SUPPLIED TEXT:
--- START ---

Dopamine plays an important part in movement, motivation, mood and memory. It also has a dark side. The neurotransmitter is implicated in addiction, schizophrenia, hallucinations and paranoia. Yet dopamine is best known for its role in pleasure.

In the popular press, dopamine is delight; the brain’s code word for bliss, the stuff that makes psychoactive drugs dope. The media describes dopamine as what makes life worth living, the chemical that permits every enjoyable moment to be savoured, the ‘hit’ everyone is chasing whether through social media, psychoactive substances, sports, food, sex or status.

But it may be time to rethink these ideas. Dopamine is not the pleasure molecule in the simple, direct way it is typically portrayed in the media; its function is much more nuanced.

PET scans of the basal ganglia to show dopaminergic innervation of the striatum in one healthy individual and three patients with PD of varying severity. Photos: J. A. Ritcher (University of Navarra).PET scans of the basal ganglia to show dopaminergic innervation of the striatum in one healthy individual and three patients with PD of varying severity. Photos: J. A. Ritcher (University of Navarra).

--- END ---

RAW DATA:
--- START ---

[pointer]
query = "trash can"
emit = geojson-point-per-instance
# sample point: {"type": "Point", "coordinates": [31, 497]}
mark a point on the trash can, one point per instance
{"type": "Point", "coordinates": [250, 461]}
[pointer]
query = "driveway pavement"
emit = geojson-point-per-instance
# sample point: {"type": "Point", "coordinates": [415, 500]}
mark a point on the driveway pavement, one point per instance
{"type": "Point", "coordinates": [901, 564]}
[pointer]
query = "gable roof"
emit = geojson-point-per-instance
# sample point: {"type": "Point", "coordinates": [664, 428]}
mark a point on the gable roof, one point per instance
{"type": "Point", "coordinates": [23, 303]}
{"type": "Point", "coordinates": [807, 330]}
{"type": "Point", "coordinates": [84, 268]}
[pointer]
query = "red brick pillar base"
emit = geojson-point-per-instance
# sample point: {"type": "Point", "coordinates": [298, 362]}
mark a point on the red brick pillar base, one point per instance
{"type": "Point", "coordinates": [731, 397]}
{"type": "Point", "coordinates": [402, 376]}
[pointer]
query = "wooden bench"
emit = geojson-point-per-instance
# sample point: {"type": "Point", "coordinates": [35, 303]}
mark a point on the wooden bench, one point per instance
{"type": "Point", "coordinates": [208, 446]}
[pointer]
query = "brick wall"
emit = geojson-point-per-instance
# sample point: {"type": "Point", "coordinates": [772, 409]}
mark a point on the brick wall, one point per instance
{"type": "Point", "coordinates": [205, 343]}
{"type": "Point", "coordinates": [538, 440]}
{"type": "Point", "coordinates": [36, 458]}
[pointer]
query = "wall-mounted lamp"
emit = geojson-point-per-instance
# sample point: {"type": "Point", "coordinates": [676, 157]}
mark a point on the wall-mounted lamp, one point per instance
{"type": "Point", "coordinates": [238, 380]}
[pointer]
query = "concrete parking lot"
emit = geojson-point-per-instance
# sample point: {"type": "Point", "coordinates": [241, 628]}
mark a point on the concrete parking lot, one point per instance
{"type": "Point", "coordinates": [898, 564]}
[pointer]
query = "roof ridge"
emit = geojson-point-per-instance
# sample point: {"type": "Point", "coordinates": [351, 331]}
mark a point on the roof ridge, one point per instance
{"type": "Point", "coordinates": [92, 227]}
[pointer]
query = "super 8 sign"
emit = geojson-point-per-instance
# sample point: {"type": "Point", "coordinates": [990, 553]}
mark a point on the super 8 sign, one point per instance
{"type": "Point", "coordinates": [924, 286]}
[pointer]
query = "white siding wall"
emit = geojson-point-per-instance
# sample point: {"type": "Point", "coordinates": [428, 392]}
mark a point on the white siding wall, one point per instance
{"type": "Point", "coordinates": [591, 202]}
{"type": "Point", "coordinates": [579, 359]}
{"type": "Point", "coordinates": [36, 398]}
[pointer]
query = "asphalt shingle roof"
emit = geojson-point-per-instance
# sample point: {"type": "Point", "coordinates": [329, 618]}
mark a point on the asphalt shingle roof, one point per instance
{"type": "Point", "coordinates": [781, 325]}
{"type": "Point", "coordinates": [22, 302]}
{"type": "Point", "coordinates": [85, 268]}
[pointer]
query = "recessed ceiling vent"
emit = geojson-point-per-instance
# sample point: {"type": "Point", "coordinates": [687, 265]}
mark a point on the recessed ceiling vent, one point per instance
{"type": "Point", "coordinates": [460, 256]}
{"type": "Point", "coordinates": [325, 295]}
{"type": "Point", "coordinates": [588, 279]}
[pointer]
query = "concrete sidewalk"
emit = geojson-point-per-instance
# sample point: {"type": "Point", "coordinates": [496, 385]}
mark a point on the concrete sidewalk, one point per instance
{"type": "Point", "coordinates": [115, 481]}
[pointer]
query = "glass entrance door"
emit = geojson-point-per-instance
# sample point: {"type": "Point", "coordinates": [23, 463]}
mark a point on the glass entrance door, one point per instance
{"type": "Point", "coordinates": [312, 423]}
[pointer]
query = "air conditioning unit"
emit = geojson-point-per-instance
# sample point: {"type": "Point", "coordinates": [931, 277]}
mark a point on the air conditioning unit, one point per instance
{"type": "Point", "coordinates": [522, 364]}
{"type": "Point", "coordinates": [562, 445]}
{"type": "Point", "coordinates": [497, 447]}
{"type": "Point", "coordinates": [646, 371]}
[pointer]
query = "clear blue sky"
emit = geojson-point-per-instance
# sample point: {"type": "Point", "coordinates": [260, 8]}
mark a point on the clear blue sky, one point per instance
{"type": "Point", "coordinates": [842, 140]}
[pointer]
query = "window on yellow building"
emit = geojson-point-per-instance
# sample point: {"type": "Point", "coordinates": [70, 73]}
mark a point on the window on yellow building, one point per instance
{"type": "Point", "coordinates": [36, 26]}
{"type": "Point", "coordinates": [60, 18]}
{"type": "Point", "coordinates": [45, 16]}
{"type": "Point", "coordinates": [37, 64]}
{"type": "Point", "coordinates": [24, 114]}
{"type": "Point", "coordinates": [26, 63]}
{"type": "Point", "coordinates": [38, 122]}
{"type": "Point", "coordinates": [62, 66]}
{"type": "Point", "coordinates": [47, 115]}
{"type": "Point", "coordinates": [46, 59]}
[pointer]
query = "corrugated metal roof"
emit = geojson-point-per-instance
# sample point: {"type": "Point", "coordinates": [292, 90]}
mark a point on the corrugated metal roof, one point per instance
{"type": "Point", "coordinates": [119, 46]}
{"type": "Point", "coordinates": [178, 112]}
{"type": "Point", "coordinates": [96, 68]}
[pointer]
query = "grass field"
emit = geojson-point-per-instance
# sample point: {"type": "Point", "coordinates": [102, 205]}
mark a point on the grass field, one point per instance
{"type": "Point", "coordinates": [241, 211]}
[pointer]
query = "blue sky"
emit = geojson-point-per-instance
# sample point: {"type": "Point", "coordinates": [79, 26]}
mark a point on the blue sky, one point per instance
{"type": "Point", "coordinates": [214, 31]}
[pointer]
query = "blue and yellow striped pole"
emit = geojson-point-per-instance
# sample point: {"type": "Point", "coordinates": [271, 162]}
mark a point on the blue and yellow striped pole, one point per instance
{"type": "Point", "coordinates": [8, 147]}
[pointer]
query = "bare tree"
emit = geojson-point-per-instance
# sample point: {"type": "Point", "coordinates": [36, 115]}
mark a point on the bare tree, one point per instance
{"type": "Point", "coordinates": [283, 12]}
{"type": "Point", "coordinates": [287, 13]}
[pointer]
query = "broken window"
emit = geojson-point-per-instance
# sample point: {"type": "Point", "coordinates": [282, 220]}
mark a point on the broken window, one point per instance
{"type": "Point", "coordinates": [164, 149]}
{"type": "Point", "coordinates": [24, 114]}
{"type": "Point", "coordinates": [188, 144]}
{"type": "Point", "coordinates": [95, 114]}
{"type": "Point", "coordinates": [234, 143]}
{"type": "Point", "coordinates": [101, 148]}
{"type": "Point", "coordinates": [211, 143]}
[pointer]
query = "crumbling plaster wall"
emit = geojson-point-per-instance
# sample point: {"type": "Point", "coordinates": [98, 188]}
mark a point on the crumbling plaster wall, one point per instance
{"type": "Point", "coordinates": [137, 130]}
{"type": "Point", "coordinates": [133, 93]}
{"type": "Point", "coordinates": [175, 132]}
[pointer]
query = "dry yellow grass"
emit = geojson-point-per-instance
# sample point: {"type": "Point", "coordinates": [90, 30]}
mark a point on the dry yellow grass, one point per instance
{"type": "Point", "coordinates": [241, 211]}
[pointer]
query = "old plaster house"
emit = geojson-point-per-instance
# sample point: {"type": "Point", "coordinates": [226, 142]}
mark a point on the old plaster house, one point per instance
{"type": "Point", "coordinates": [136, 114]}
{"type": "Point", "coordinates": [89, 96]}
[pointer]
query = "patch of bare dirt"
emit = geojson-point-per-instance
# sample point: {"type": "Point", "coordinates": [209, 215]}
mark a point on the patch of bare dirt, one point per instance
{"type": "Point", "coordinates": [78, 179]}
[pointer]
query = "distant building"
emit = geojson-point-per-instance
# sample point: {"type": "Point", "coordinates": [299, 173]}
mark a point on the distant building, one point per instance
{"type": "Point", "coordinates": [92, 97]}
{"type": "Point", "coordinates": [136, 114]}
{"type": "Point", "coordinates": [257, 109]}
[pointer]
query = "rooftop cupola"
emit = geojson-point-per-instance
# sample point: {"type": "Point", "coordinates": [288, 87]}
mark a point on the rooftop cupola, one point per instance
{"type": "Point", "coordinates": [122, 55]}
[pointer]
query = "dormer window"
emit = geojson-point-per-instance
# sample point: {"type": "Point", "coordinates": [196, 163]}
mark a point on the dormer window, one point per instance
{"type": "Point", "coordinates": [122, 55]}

--- END ---

WHAT NEEDS TO BE DONE:
Reproduce the text on dopamine between "Dopamine plays an" and "role in pleasure.", inclusive. The entries are separate material, unrelated to the text on dopamine.

FINISHED EXERCISE:
Dopamine plays an important part in movement, motivation, mood and memory. It also has a dark side. The neurotransmitter is implicated in addiction, schizophrenia, hallucinations and paranoia. Yet dopamine is best known for its role in pleasure.